* _Problem details_: Extract every line from the rows below that contains the string "suit", copying each one in full.

* _Data for the task_:
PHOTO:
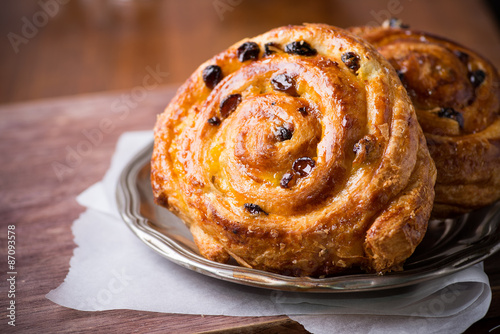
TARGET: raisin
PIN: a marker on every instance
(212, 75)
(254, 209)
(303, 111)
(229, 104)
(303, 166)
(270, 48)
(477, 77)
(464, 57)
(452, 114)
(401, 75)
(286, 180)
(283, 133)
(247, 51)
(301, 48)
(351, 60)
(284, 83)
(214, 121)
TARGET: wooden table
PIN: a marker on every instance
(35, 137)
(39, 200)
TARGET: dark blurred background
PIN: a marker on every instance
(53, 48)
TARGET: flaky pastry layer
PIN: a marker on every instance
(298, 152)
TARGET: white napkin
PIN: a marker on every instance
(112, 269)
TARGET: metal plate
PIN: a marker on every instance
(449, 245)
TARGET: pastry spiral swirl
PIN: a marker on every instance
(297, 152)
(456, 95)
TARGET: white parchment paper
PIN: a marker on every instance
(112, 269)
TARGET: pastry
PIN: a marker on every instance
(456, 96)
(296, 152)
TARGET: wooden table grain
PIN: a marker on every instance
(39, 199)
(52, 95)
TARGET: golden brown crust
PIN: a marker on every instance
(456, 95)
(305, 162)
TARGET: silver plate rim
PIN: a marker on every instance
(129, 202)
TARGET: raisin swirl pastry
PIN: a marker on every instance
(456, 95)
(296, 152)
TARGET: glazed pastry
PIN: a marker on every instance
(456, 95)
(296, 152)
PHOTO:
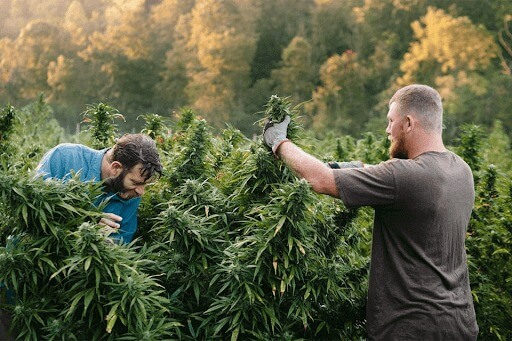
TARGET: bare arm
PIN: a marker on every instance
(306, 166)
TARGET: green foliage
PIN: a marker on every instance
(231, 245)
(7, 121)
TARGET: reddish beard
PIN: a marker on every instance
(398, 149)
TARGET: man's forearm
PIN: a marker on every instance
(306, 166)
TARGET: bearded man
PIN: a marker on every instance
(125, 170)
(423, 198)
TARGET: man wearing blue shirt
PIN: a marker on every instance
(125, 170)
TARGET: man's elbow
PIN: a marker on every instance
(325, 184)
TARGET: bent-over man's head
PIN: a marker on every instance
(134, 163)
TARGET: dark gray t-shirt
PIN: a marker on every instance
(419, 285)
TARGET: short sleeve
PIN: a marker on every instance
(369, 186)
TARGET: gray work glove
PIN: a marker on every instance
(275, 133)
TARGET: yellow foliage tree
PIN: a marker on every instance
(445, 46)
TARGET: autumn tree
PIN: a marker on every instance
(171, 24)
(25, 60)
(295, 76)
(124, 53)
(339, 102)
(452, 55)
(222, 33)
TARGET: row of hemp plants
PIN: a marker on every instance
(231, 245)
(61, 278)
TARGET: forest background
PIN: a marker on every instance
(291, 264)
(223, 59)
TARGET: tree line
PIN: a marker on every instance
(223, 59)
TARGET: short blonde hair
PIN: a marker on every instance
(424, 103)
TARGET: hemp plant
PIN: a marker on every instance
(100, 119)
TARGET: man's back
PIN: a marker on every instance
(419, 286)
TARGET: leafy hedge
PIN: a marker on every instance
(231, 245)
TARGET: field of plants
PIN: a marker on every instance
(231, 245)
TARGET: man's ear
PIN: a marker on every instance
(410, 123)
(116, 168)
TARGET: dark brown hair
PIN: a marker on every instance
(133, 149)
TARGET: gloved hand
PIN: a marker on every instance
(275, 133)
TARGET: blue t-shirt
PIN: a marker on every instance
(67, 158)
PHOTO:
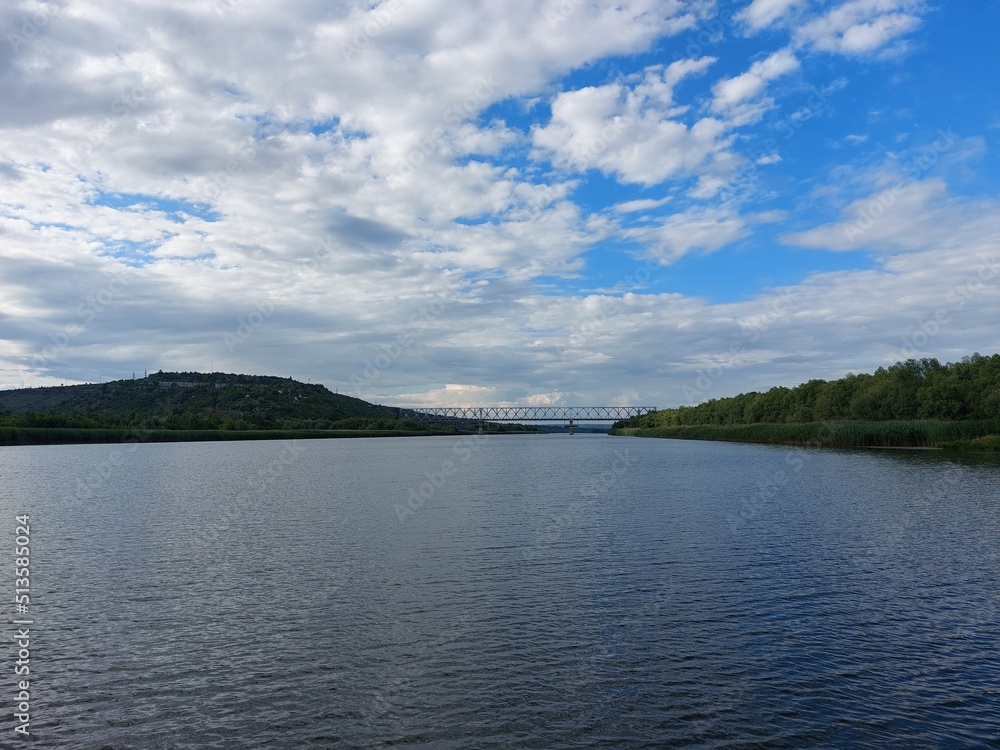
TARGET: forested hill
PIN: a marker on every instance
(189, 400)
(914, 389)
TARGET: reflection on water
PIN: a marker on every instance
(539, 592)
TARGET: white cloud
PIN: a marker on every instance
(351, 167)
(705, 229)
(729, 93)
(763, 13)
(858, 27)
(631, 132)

...

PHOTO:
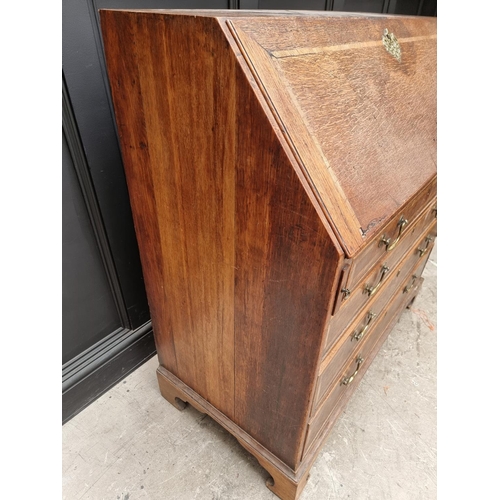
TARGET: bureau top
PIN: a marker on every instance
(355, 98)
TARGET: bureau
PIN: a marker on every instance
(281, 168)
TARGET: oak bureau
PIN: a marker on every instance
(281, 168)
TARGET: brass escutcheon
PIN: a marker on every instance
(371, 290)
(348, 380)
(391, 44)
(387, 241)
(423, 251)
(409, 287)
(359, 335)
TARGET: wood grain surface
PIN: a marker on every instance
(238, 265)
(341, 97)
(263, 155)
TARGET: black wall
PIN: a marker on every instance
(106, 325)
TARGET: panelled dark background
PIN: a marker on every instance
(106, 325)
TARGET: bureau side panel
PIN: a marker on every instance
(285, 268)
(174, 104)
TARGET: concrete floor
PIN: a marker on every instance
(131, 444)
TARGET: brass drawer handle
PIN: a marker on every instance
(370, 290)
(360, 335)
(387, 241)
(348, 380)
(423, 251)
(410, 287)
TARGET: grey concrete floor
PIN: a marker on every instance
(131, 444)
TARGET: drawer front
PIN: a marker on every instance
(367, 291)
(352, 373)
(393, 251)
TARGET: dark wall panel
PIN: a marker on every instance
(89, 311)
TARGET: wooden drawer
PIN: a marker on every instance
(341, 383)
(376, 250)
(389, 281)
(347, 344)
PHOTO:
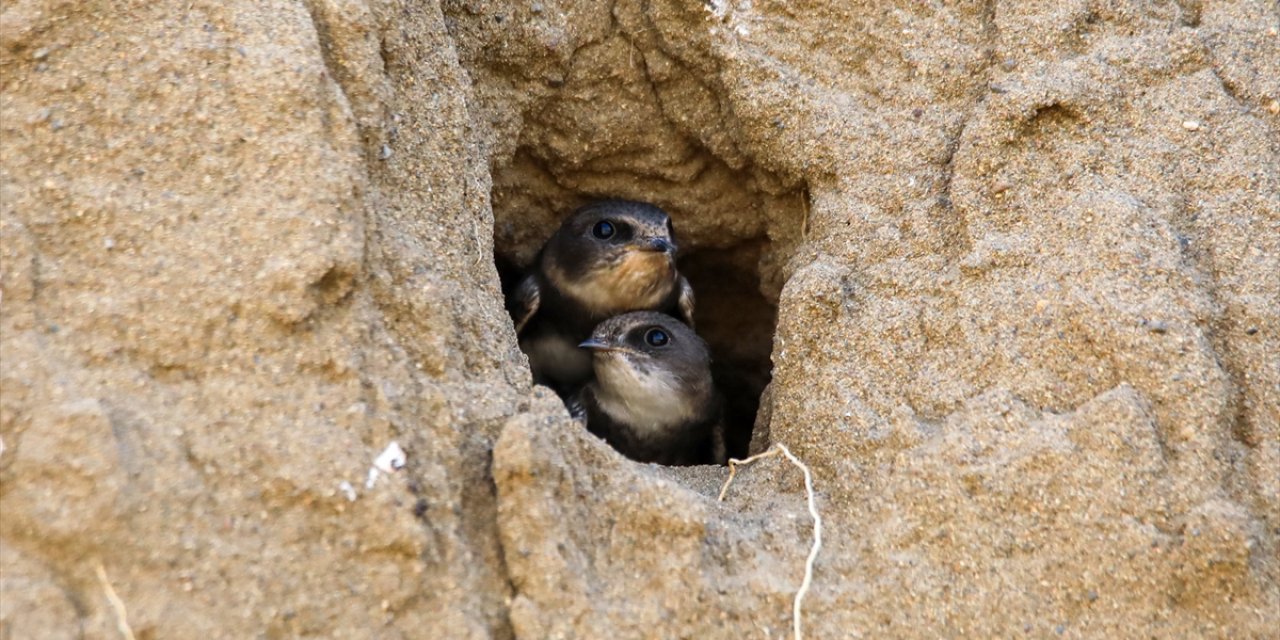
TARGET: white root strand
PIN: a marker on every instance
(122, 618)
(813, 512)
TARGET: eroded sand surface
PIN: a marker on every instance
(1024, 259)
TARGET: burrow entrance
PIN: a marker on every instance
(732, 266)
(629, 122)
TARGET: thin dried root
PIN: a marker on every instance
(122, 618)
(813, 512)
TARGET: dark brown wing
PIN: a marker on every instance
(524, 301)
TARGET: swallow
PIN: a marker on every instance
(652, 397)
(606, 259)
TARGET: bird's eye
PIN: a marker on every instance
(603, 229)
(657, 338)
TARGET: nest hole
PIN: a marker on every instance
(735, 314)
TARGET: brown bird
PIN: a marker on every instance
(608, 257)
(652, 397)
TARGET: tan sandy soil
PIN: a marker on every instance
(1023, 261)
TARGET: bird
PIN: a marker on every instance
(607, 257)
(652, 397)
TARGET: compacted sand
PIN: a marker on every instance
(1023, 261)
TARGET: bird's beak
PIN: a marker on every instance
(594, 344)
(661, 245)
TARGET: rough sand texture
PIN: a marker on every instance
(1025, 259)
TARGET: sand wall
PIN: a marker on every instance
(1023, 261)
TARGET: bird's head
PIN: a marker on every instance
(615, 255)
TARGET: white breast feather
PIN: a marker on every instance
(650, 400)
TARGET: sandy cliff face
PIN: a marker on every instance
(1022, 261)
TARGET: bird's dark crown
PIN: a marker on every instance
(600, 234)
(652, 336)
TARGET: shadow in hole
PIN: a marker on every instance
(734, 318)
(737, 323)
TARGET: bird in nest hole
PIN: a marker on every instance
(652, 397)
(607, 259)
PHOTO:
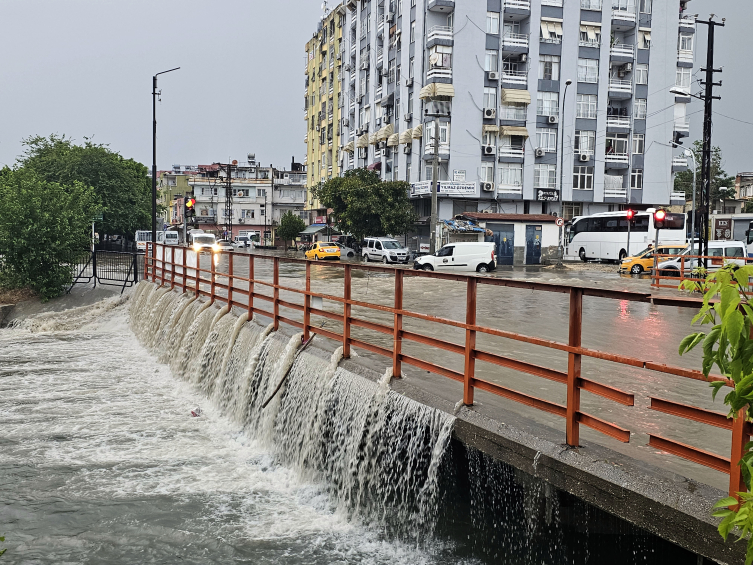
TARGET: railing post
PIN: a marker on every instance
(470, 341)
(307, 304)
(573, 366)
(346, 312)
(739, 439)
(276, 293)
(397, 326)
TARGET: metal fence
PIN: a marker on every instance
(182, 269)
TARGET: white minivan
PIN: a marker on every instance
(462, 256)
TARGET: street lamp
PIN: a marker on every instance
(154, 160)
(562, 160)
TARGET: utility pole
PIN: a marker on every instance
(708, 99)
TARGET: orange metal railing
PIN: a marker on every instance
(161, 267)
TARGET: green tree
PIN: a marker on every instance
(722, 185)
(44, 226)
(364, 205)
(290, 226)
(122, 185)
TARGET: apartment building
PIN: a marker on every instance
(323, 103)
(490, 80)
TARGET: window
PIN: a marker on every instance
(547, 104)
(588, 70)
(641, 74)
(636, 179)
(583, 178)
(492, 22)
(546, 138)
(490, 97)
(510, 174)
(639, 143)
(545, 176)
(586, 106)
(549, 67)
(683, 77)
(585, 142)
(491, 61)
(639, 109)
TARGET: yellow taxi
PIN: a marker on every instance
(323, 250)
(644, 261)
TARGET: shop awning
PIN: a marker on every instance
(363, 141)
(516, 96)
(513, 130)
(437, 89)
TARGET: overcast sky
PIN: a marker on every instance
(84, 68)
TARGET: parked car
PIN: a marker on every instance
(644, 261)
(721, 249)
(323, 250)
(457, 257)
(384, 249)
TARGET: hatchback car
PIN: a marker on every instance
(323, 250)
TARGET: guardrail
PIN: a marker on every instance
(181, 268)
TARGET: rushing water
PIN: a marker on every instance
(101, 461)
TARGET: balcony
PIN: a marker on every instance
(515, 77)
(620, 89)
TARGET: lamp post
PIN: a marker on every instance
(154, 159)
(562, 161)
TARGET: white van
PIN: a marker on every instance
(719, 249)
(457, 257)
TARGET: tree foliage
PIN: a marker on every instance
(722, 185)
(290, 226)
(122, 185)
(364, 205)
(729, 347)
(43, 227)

* * *

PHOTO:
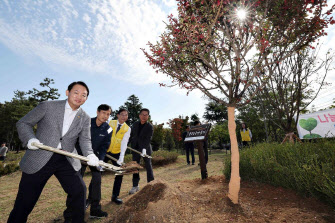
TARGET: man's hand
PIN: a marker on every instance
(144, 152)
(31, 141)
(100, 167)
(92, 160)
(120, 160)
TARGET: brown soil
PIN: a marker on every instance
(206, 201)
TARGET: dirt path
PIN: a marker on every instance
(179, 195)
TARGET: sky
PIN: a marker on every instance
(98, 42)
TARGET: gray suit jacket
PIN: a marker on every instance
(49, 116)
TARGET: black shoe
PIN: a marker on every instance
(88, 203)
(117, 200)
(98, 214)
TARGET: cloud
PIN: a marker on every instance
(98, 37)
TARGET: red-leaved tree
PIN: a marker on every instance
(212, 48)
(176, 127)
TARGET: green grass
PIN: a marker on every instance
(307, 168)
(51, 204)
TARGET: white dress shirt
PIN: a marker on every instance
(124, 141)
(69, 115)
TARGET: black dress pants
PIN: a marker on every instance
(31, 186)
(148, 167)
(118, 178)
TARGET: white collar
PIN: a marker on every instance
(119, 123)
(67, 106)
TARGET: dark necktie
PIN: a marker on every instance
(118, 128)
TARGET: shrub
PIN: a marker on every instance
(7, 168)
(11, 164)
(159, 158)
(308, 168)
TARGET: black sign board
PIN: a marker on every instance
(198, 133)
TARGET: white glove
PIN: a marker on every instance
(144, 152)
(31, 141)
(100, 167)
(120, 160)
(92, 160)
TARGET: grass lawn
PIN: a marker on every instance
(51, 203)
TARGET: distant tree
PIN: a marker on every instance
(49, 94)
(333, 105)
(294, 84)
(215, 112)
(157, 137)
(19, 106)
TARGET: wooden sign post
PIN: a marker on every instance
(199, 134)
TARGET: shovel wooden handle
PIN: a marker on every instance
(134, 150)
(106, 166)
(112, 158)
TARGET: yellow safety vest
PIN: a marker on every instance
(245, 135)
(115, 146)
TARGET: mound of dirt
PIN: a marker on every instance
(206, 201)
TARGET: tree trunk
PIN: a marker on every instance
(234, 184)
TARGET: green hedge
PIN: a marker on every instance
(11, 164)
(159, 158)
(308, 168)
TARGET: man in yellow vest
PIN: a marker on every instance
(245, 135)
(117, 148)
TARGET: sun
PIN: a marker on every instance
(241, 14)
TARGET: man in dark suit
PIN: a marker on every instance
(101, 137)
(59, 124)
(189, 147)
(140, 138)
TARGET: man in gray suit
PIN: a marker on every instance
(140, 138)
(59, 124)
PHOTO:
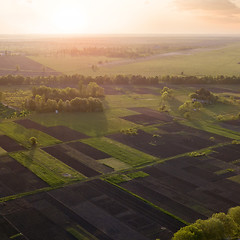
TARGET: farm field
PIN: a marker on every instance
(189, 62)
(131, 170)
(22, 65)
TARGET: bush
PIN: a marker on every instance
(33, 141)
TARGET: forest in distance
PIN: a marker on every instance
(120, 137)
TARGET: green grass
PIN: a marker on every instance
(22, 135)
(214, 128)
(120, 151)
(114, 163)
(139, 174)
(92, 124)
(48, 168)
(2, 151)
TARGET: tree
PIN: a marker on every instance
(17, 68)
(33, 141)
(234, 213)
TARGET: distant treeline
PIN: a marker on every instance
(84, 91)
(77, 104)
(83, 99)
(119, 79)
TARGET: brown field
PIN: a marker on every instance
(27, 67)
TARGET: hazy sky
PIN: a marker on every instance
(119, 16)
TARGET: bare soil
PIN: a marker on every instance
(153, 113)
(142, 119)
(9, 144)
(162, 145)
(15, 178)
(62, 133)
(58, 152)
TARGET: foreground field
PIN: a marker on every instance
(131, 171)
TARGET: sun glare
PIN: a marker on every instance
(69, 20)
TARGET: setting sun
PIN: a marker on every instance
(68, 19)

* _Result_:
TARGET: gray suit jacket
TARGET: man in dark suit
TARGET: man in gray suit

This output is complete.